Location labeling records:
__________
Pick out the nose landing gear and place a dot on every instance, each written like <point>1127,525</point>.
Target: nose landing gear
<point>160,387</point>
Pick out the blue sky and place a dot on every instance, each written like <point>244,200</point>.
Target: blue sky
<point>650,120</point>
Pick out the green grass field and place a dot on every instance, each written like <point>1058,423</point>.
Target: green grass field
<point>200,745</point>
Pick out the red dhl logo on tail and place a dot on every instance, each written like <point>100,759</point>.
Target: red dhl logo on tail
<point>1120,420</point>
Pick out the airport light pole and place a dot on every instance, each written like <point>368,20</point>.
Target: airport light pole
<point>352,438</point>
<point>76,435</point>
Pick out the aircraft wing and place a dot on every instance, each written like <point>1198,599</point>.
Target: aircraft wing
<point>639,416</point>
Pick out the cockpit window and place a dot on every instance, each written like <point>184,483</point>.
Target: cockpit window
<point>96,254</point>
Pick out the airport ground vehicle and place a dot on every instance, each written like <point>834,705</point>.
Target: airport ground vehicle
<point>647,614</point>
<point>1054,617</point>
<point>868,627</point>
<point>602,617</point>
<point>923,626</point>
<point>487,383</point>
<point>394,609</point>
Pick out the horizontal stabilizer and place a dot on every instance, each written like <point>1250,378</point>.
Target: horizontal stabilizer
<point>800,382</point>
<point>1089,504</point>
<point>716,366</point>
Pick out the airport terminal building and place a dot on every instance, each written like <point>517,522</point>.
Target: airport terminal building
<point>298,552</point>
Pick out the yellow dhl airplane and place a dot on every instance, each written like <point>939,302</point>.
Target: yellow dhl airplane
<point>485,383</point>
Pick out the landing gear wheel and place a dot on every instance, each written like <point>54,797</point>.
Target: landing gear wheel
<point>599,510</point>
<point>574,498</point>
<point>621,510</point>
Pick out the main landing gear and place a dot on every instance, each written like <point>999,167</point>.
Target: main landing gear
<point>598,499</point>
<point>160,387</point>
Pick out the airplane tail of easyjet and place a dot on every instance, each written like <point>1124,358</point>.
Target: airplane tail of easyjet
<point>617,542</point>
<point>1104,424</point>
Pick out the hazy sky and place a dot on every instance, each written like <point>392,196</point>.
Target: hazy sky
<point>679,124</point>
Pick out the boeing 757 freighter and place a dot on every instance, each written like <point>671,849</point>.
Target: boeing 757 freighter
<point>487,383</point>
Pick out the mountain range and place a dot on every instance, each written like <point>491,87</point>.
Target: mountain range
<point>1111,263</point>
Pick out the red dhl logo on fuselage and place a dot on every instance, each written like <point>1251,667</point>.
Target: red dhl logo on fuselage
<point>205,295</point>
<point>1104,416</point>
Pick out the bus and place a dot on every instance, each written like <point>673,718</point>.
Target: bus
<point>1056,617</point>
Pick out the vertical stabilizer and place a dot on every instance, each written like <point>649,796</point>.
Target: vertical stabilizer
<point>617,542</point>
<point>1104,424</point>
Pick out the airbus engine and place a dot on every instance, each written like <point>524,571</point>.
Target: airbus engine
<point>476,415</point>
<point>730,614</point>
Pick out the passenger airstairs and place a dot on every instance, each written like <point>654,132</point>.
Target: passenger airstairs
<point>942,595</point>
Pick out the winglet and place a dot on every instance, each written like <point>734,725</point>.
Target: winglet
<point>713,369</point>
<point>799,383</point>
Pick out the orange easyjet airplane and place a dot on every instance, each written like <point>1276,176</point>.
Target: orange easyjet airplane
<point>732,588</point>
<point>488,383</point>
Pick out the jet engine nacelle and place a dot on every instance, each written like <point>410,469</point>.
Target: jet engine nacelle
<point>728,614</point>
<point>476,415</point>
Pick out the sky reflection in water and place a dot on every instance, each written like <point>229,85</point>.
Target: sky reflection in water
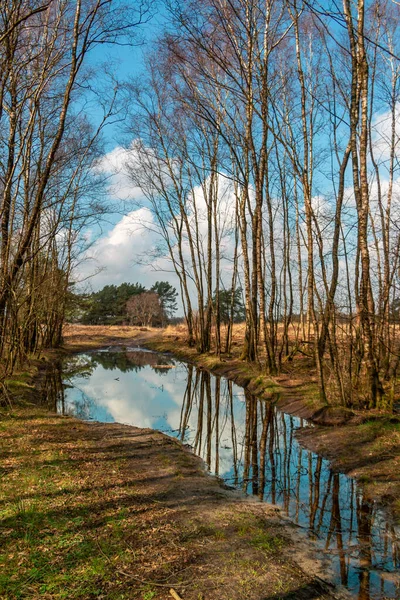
<point>250,445</point>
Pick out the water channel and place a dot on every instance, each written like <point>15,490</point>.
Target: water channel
<point>245,441</point>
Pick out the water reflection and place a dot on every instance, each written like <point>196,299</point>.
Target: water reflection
<point>249,444</point>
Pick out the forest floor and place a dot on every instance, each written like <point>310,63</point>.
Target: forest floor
<point>109,511</point>
<point>92,510</point>
<point>374,459</point>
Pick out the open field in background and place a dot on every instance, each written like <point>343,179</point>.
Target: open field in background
<point>109,511</point>
<point>375,459</point>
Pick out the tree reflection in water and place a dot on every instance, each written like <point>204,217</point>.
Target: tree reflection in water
<point>251,445</point>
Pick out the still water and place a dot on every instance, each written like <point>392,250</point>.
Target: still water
<point>249,444</point>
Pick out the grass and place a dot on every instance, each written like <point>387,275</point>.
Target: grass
<point>97,511</point>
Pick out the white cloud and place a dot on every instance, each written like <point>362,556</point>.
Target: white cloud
<point>120,186</point>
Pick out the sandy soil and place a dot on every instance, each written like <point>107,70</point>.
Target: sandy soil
<point>110,511</point>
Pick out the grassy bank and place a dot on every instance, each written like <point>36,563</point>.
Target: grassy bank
<point>111,511</point>
<point>374,460</point>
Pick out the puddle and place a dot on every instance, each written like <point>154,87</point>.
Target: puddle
<point>245,441</point>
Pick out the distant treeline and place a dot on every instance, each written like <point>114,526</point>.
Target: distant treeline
<point>134,304</point>
<point>128,303</point>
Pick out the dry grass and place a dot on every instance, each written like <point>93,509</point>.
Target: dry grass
<point>110,511</point>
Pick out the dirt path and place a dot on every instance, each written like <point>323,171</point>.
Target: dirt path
<point>375,460</point>
<point>111,511</point>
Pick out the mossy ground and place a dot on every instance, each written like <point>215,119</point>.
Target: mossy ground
<point>94,510</point>
<point>376,456</point>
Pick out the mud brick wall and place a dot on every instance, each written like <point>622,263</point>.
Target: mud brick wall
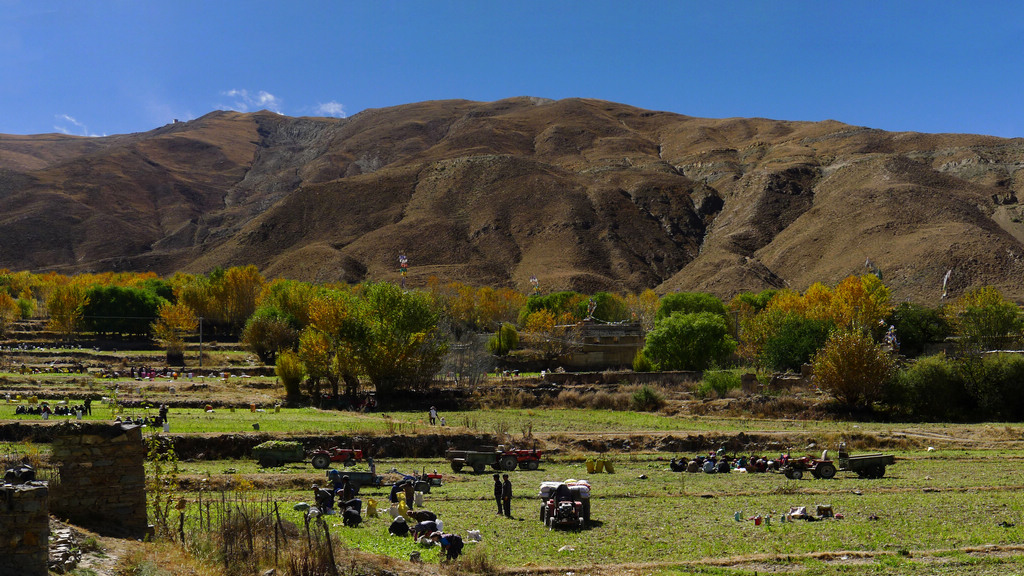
__________
Copy every one of the records above word for word, omitting the pictures.

● **Exercise solution**:
Pick out the nose landing gear and place a dot on every instance, each written like <point>1127,525</point>.
Target: nose landing gear
<point>160,387</point>
Pick out the blue sky and place a dot on every instance, each written like <point>244,200</point>.
Target: blue sky
<point>650,120</point>
Pick out the green grass field and place a dot on every instance, each written like <point>1058,423</point>.
Target: green grass field
<point>200,745</point>
Pick out the red dhl logo on tail and place a dot on every instance, each written like <point>100,759</point>.
Target: red dhl logo on tail
<point>1120,420</point>
Pick out the airport light pole and place a dot on every instance, each written like <point>368,20</point>.
Target: airport light pole
<point>352,438</point>
<point>76,435</point>
Pick out the aircraft wing and place a dot on every instance, each written like <point>1198,599</point>.
Target: aircraft wing
<point>639,416</point>
Pick out the cockpit window and place a dot on every instance, each written like <point>184,483</point>.
Target: cockpit window
<point>96,254</point>
Pick out the airport ground vehicle and place a dot on every instance, each written like <point>834,705</point>.
Target: airport ground vehicle
<point>647,614</point>
<point>1054,617</point>
<point>868,627</point>
<point>602,617</point>
<point>923,626</point>
<point>487,383</point>
<point>394,609</point>
Pick out the horizontal stabilizer and place a dot on every instance, each written like <point>1250,378</point>.
Target: horizontal stabilizer
<point>800,382</point>
<point>1089,504</point>
<point>716,366</point>
Pick out the airport terminal building and place a dot on every instance, each written like <point>517,522</point>.
Target: airport terminal building
<point>298,552</point>
Pick out the yellow dhl airplane and place a dot on every instance, each written like <point>939,302</point>.
Target: yellow dhl airplane
<point>485,383</point>
Pick out the landing gear wheel and place a dot on every instance, each written like <point>54,797</point>.
Target: landing gear wheel
<point>599,510</point>
<point>574,498</point>
<point>621,510</point>
Pick out the main landing gear and place a dot on every instance, each written like <point>999,167</point>.
Target: main landing gear
<point>598,499</point>
<point>160,387</point>
Pick out the airplane tail of easyjet and place a dot on every instance, each written like <point>1124,358</point>.
Target: airplane tail of easyjet
<point>617,542</point>
<point>1104,424</point>
Pick out the hazy sky and place a dot on every instance, each written like <point>392,196</point>.
Target: hazy sky
<point>679,124</point>
Pick out the boeing 757 freighter and place a dot on every instance, each written like <point>671,849</point>.
Target: boeing 757 freighter
<point>487,383</point>
Pick out the mountain range and place a dot on every instance, each written like <point>491,87</point>.
Target: mountain range
<point>1111,263</point>
Pick out the red dhl logo on fuselage and place a dot on every instance, each written like <point>1251,667</point>.
Target: red dhl logo on fuselage
<point>205,295</point>
<point>1104,416</point>
Pick out the bus and place a dot on every instance, each written like <point>673,718</point>.
Target: bus
<point>1056,617</point>
Pick out the vertical stabilizer and place a dot on every instance, each written like <point>649,796</point>.
Target: vertical stabilizer
<point>617,542</point>
<point>1104,424</point>
Pick out the airbus engine and place a dot on every instance, each written like <point>524,571</point>.
Target: airbus engine
<point>476,415</point>
<point>730,614</point>
Pick out the passenger airstairs and place a dot on every instance, each written like <point>654,132</point>.
Target: passenger airstairs
<point>942,595</point>
Pick out the winglet and place a dot on every instance, each written like <point>734,725</point>.
Target: winglet
<point>713,369</point>
<point>799,383</point>
Pick out the orange easyjet airplane and place a dot on every instance, each written like <point>1276,176</point>.
Target: orange easyjet airplane
<point>732,588</point>
<point>488,383</point>
Pick out the jet engine nacelle and place a dot on every instance, each written like <point>410,469</point>.
Target: jet engine nacelle
<point>728,614</point>
<point>476,415</point>
Pick out the sky reflection in water and place a dot on every instance, each written like <point>229,85</point>.
Target: sky reflection in water
<point>250,445</point>
Pick out the water channel and place a dot on every instance, each written like <point>15,490</point>.
Target: water channel
<point>245,441</point>
Pick out the water reflection and place a dot on every instance, each written like <point>196,299</point>.
Target: water reflection
<point>249,444</point>
Pick out the forest floor and place a dot on every instance, each written like <point>310,63</point>.
Target: forest floor
<point>109,511</point>
<point>92,510</point>
<point>374,459</point>
Pick out the open field in background and place a dot on every instance, each written like <point>343,179</point>.
Target: open field in background
<point>109,511</point>
<point>375,459</point>
Pick out the tree reflection in water and place a dot on every instance, each written like <point>204,217</point>.
Target: tree reflection in water
<point>251,445</point>
Pick out the still water and place a dot on every instance, each written like <point>392,250</point>.
Target: still water
<point>249,444</point>
Pick out the grass and place a dot on every instance, each written like <point>387,275</point>.
Target: grass
<point>97,511</point>
Pick out the white cloud and place a dot on every instance, each written like <point>362,556</point>.
Target: white cloud
<point>120,186</point>
Pick out the sandy soil and place a dot on every instance, each written like <point>107,70</point>.
Target: sandy soil
<point>110,511</point>
Pick out the grassy bank and place a dot on every instance, each written like <point>36,563</point>.
Target: grassy bank
<point>111,511</point>
<point>374,460</point>
Pick out the puddle and place a dot on every instance, each written like <point>154,87</point>.
Target: puddle
<point>245,441</point>
Pick out the distant treeline and place a dot on every instance, each written like <point>114,526</point>.
Target: distant treeline
<point>134,304</point>
<point>128,303</point>
Pick out the dry grass and place a dot on every instance, each written like <point>93,509</point>.
Target: dry grass
<point>110,511</point>
Pick out the dirt path and place a dot on every instance, each written like <point>323,171</point>.
Target: dirt path
<point>375,460</point>
<point>111,511</point>
Pick out the mossy ground and place a dot on every instance, each written like <point>215,119</point>.
Target: mossy ground
<point>94,510</point>
<point>376,456</point>
Pick out the mud brick wall and place a dot on every instance, each written like <point>622,263</point>.
Target: mud brick wall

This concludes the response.